▸ **PROVIDED DATA**
__________________________________________________

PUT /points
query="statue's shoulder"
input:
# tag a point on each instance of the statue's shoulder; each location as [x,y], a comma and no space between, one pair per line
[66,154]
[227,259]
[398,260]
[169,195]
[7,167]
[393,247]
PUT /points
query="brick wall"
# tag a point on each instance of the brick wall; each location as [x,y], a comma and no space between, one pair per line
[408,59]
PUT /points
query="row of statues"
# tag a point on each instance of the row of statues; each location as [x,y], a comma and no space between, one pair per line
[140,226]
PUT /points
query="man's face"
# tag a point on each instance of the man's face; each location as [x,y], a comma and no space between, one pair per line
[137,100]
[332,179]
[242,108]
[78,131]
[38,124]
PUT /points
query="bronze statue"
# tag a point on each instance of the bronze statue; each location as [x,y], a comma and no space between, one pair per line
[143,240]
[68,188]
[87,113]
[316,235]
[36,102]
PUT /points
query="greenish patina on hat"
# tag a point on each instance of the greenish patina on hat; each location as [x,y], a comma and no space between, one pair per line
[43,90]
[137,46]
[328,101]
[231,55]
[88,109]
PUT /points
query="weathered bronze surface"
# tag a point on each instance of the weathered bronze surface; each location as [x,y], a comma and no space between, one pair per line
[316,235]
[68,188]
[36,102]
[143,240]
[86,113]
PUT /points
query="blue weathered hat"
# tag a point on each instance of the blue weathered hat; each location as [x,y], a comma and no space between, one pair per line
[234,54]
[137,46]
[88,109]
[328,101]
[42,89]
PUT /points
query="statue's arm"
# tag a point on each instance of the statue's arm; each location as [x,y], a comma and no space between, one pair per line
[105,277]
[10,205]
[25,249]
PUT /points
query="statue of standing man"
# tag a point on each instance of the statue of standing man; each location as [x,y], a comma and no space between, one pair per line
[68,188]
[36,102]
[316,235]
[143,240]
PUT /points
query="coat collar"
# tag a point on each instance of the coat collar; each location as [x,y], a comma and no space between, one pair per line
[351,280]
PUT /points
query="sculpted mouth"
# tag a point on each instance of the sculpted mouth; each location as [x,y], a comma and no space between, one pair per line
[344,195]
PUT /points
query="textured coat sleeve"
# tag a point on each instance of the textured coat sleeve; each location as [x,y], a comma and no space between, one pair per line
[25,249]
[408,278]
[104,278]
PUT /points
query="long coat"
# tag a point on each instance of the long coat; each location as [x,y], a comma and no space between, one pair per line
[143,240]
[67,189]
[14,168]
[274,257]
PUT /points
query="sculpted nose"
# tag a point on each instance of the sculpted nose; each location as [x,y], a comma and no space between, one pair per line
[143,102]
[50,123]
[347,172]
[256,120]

__________________________________________________

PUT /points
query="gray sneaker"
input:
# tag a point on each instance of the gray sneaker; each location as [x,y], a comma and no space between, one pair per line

__________________________________________________

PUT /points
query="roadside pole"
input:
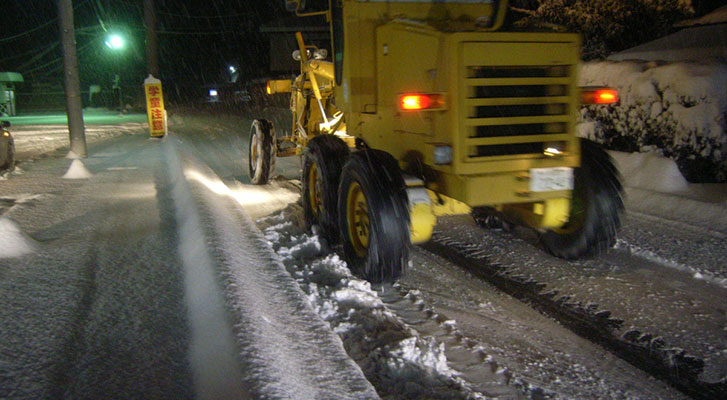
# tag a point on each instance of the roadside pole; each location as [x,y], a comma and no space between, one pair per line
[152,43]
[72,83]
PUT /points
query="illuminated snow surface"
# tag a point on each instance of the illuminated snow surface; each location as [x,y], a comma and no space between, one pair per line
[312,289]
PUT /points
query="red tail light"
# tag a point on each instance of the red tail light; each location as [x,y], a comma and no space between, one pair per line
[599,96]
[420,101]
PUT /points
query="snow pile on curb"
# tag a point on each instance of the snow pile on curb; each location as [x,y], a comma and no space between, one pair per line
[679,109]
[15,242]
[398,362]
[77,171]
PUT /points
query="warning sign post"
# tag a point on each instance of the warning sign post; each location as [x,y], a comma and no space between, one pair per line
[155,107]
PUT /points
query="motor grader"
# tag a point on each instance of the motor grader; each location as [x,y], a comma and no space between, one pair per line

__________________________________________________

▸ **WORK INSTRUCTION**
When a line of the material holds the string "gray", copy that line.

▸ **ANSWER BELOW**
query="gray sneaker"
# tag a point on each instance of the gray sneaker; each location as [x,y], a comma and no space between, one pair per line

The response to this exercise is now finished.